▶ _Énoncé du problème_: Présentez l'ensemble des enregistrements ci-dessous sous forme de liste numérotée, en omettant les lignes vides.

----- Les enregistrements -----

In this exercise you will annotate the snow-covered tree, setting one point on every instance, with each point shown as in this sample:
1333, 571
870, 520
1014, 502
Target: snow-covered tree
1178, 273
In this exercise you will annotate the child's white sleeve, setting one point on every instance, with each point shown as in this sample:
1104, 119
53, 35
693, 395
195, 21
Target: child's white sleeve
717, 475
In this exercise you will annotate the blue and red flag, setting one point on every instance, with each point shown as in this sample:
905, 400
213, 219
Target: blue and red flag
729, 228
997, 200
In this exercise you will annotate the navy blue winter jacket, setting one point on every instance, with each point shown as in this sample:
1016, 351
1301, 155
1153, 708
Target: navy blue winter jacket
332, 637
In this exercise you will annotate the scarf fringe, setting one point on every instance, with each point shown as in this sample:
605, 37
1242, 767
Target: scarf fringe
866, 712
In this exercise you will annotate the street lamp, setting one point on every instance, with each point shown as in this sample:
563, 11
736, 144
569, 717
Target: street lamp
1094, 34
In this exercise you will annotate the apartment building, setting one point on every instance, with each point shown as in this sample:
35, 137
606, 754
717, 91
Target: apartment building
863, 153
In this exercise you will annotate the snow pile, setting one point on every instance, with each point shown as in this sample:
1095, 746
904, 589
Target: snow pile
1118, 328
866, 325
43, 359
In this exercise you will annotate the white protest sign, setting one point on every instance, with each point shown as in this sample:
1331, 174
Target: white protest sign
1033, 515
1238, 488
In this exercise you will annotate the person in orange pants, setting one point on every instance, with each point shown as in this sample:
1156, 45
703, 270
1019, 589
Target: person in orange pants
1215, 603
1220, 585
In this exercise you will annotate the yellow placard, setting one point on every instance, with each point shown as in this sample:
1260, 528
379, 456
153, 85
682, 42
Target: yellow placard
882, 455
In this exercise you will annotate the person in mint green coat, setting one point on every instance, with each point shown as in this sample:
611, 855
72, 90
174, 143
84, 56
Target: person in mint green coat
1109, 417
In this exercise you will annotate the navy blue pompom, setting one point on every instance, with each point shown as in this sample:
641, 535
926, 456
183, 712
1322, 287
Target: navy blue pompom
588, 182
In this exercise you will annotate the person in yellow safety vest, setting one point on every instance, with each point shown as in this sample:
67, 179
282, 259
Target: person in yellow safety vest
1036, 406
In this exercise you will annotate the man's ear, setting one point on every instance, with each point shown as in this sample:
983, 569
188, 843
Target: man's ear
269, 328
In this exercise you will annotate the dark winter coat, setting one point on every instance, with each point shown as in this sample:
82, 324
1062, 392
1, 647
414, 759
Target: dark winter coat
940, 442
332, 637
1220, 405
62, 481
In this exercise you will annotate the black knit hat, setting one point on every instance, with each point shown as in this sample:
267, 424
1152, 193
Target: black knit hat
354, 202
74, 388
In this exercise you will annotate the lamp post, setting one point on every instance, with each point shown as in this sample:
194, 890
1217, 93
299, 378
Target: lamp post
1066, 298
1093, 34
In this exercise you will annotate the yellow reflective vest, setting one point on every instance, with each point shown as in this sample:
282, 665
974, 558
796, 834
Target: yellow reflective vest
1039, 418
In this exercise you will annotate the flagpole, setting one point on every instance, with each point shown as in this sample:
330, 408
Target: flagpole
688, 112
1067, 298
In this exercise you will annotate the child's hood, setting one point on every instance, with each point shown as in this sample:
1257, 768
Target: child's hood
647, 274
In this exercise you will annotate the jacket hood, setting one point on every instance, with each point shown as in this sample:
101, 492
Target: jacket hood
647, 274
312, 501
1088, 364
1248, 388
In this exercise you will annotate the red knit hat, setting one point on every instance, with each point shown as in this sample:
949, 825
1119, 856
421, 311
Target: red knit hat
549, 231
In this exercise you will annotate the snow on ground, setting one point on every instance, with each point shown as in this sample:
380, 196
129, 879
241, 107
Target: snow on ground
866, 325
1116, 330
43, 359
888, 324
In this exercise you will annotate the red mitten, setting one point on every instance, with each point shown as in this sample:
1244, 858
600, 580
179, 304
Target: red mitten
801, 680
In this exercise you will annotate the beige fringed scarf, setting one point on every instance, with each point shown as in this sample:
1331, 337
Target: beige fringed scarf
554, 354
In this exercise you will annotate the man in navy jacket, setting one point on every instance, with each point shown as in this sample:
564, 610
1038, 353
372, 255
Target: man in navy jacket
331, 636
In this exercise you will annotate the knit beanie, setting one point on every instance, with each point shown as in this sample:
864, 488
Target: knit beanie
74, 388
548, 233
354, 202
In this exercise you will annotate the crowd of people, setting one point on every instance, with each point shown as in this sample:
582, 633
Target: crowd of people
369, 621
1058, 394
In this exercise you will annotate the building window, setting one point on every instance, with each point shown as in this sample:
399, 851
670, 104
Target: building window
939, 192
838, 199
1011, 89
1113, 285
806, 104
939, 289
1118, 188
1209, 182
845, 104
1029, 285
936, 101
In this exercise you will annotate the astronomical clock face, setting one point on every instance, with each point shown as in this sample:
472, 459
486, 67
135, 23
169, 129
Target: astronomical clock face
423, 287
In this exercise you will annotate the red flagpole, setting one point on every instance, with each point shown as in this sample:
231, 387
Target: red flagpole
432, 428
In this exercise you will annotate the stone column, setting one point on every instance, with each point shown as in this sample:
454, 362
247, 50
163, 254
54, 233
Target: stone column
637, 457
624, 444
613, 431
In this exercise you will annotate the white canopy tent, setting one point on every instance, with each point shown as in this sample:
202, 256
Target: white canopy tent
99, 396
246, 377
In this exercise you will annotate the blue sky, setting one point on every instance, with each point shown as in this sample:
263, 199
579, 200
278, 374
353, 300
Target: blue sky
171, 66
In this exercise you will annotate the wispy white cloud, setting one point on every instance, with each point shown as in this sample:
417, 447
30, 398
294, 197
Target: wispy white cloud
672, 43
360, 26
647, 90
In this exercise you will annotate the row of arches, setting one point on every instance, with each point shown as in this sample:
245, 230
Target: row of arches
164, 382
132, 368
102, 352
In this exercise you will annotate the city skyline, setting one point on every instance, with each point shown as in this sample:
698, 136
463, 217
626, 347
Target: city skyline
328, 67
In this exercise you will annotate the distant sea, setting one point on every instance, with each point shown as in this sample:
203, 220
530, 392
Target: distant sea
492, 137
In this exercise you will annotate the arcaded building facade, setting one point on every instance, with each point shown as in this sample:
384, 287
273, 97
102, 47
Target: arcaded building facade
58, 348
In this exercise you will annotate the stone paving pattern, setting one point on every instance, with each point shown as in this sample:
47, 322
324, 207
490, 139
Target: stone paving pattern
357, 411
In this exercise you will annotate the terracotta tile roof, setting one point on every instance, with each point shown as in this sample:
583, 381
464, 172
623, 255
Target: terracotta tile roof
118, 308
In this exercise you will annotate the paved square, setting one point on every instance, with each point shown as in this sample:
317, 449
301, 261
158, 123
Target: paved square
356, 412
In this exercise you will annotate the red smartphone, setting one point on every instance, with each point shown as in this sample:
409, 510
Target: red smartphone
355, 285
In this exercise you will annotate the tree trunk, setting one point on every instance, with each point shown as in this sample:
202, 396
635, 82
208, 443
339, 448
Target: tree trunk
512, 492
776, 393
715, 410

-----

▶ _Sortie de la tâche_:
1. In this exercise you will annotate the snow-covered tree, setting one point on every instance, with each point shown as in this sample:
2. 1333, 571
3. 870, 520
4. 1014, 502
5. Target: snow-covered tree
6. 1178, 273
7. In this exercise you will annotate the child's white sleeve, setting one point on every instance, with each point shown as in this sample:
8. 1104, 119
9. 53, 35
10. 693, 395
11. 195, 21
12. Target: child's white sleeve
13. 717, 475
14. In this exercise you will annotate the blue and red flag, setting one point on every instance, with each point shown as in this sample:
15. 905, 400
16. 213, 219
17. Target: blue and red flag
18. 729, 228
19. 997, 200
20. In this exercise you will annotate the navy blue winter jacket, setting one point on every instance, with each point shown as in this sample:
21. 1016, 351
22. 1301, 155
23. 1153, 708
24. Target: navy blue winter jacket
25. 332, 637
26. In this exercise you will annotate the scarf fringe, setting one point on every instance, with each point shown as in this sample:
27. 605, 37
28. 1242, 767
29. Target: scarf fringe
30. 866, 712
31. In this exercise you will annotate the street lamp, setting one point on every instance, with each point shown as in this sample:
32. 563, 11
33. 736, 144
34. 569, 717
35. Target: street lamp
36. 1094, 34
37. In this exercise you will annotate the apartment building, setting one point on every instance, with each point shown as in this sample:
38. 35, 137
39. 606, 754
40. 717, 91
41. Target: apartment building
42. 863, 153
43. In this exercise you will annotate the snow pile, setting one point on every instance, with each point shown as in this sample:
44. 1095, 746
45. 904, 589
46. Target: snow pile
47. 1118, 328
48. 866, 325
49. 43, 359
50. In this exercise you will annotate the white protest sign, setting one point on every instance, with each point shown as in this sample:
51. 1331, 174
52. Target: white protest sign
53. 1033, 515
54. 1238, 488
55. In this exercise you will annotate the person in orange pants, setting one point on every instance, with each point shown as in this sample:
56. 1156, 45
57. 703, 270
58. 1019, 589
59. Target: person in orange pants
60. 1215, 603
61. 1220, 585
62. In this exercise you will annotate the yellow placard, setting one point on every instance, with each point shown as in this sample:
63. 1260, 528
64. 379, 456
65. 153, 85
66. 682, 42
67. Target: yellow placard
68. 882, 455
69. In this exercise you will annotate the person in mint green coat, setting one point on every instance, with each point shown as in this sample:
70. 611, 855
71. 72, 90
72. 174, 143
73. 84, 56
74. Target: person in mint green coat
75. 1109, 417
76. In this exercise you will annotate the navy blue pompom, setting one point on every instance, with each point shown as in this sample:
77. 641, 535
78. 926, 456
79. 183, 712
80. 1322, 287
81. Target: navy blue pompom
82. 588, 182
83. In this exercise you will annotate the person in yellow safety vest, setting one point on every instance, with each point shown as in this sample:
84. 67, 179
85. 282, 259
86. Target: person in yellow safety vest
87. 1036, 406
88. In this exercise you will annotate the man's ear, setting one point on every instance, with each point shown as in this sample:
89. 983, 569
90. 188, 843
91. Target: man's ear
92. 269, 328
93. In this exercise you will annotate the dark winter coat, setting one point on every instance, with each point shown as in this sample:
94. 82, 324
95. 1062, 392
96. 1, 647
97. 414, 759
98. Target: dark winter coat
99. 940, 442
100. 332, 637
101. 1220, 405
102. 62, 481
103. In this exercise you will annotate the black knit hat, setting one point on every instance, with each point shown as in this sample:
104. 267, 424
105. 1152, 193
106. Target: black knit hat
107. 354, 202
108. 74, 388
109. In this exercise you will annotate the lamp post, setting one point on every instance, with each point shown as in this sample:
110. 194, 890
111. 1217, 93
112. 299, 378
113. Target: lamp post
114. 1066, 298
115. 1093, 34
116. In this exercise you will annotate the yellow reflective vest, setting one point on every instance, with each point shown as in this sample:
117. 282, 665
118. 974, 558
119. 796, 834
120. Target: yellow reflective vest
121. 1039, 418
122. In this exercise you will annotate the flagpole, setting one point on every instance, with each point shown as in this sample:
123. 330, 408
124. Target: flagpole
125. 688, 112
126. 1067, 298
127. In this exercise you will annotate the child's hood, setting one point on every instance, with each point shown as in this sample:
128. 1257, 768
129. Target: child's hood
130. 647, 274
131. In this exercise you will annotate the jacket hood, setting one point on every instance, with each point shown as in this sample:
132. 101, 492
133. Target: jacket hood
134. 647, 274
135. 312, 501
136. 1088, 364
137. 1248, 388
138. In this exercise you will annotate the red knit hat, setting one point on every instance, with each point shown as in this sample:
139. 949, 825
140. 1119, 856
141. 421, 311
142. Target: red knit hat
143. 549, 231
144. In this exercise you will annotate the snow on ground, setting one point on every instance, with each point shown as in this sample:
145. 380, 196
146. 129, 879
147. 241, 107
148. Target: snow on ground
149. 866, 325
150. 1116, 330
151. 43, 359
152. 888, 324
153. In this exercise you will annotate the red mitten, setting one point on every instance, with each point shown as in this sample:
154. 1244, 858
155. 600, 580
156. 179, 304
157. Target: red mitten
158. 801, 680
159. In this exercise you will annotate the beige fringed scarf, setting one point on every instance, with each point shown as in this sample:
160. 1331, 337
161. Target: beige fringed scarf
162. 554, 354
163. In this exercise you will annotate the man in navy jacket, setting one point on every instance, with each point shown as in this sample:
164. 564, 610
165. 1038, 353
166. 372, 255
167. Target: man in navy jacket
168. 331, 636
169. In this exercise you will annotate the knit beanie, setting one point on every instance, with each point shown as in this sample:
170. 864, 488
171. Target: knit beanie
172. 74, 388
173. 548, 233
174. 354, 202
175. In this exercise you will annotate the crowd of people, setting one point on every instance, with each point shown as in this sample:
176. 582, 633
177. Target: crowd of people
178. 369, 621
179. 1058, 394
180. In this exercise you will annotate the building window, setting one point on every instance, with each point shown as in this sample:
181. 399, 851
182. 670, 104
183. Target: building window
184. 939, 192
185. 838, 199
186. 1011, 89
187. 1113, 285
188. 806, 104
189. 939, 289
190. 1118, 188
191. 1209, 182
192. 845, 104
193. 1029, 285
194. 936, 101
195. In this exercise you will annotate the astronomical clock face, setting one point on every instance, with each point shown as in this sample:
196. 472, 459
197. 486, 67
198. 135, 23
199. 169, 129
200. Target: astronomical clock face
201. 423, 287
202. In this exercise you will annotate the red flagpole, setting one point on every instance, with each point shown as in this sample:
203. 231, 387
204. Target: red flagpole
205. 432, 428
206. In this exercise you will annotate the stone column, setting one point on every instance, with each point shown as in this sample:
207. 454, 362
208. 247, 50
209. 163, 254
210. 54, 233
211. Target: stone column
212. 637, 457
213. 624, 444
214. 613, 431
215. In this exercise you will annotate the white canopy tent, setting one point on every instance, with each point shown as in this sample:
216. 202, 256
217. Target: white canopy tent
218. 99, 396
219. 246, 377
220. In this exercise you will annotate the blue sky, setting one point on every instance, with each point shown as in this sample:
221. 263, 199
222. 579, 200
223. 278, 374
224. 353, 300
225. Target: blue sky
226. 171, 66
227. In this exercise you will annotate the wispy white cloud, setting one point on every instance, with each point shown as in this sample:
228. 417, 447
229. 30, 398
230. 294, 197
231. Target: wispy white cloud
232. 672, 43
233. 360, 26
234. 647, 90
235. In this exercise you will annotate the row of arches, setting one point on every instance, with each point shown as in this sample:
236. 245, 230
237. Target: row of arches
238. 164, 382
239. 132, 368
240. 102, 352
241. In this exercise you will annotate the city skyline, setting one point on every instance, with each point shown as in this sample:
242. 698, 136
243. 463, 217
244. 626, 347
245. Target: city skyline
246. 328, 67
247. In this exercise you will annotate the distant sea, setting one point on every instance, with each point shown as in this sample:
248. 203, 220
249. 530, 392
250. Target: distant sea
251. 492, 137
252. In this exercise you will annotate the arcaded building facade, setting one point on every instance, with each point shown as in this sample:
253. 384, 287
254. 273, 97
255. 102, 47
256. Target: arcaded building facade
257. 58, 348
258. In this exercise you will annotate the stone paving pattern, setting one point on every instance, with each point shown as in this sample:
259. 47, 322
260. 324, 207
261. 490, 139
262. Target: stone paving pattern
263. 357, 411
264. In this exercise you will annotate the terracotta tile roof, setting one point on every instance, with each point shown as in this sample:
265. 583, 381
266. 464, 172
267. 623, 255
268. Target: terracotta tile roof
269. 118, 308
270. In this exercise you will annotate the paved square, setting one point on every instance, with each point shown as in this sample:
271. 317, 449
272. 301, 261
273. 158, 123
274. Target: paved square
275. 356, 412
276. In this exercise you will annotate the red smartphone, setting one point on every instance, with each point shown as in this sample:
277. 409, 510
278. Target: red smartphone
279. 355, 285
280. In this exercise you will annotate the tree trunk, setting one point on every instance, with each point shown as in this sample:
281. 202, 396
282. 635, 82
283. 208, 443
284. 339, 448
285. Target: tree trunk
286. 512, 492
287. 776, 393
288. 715, 410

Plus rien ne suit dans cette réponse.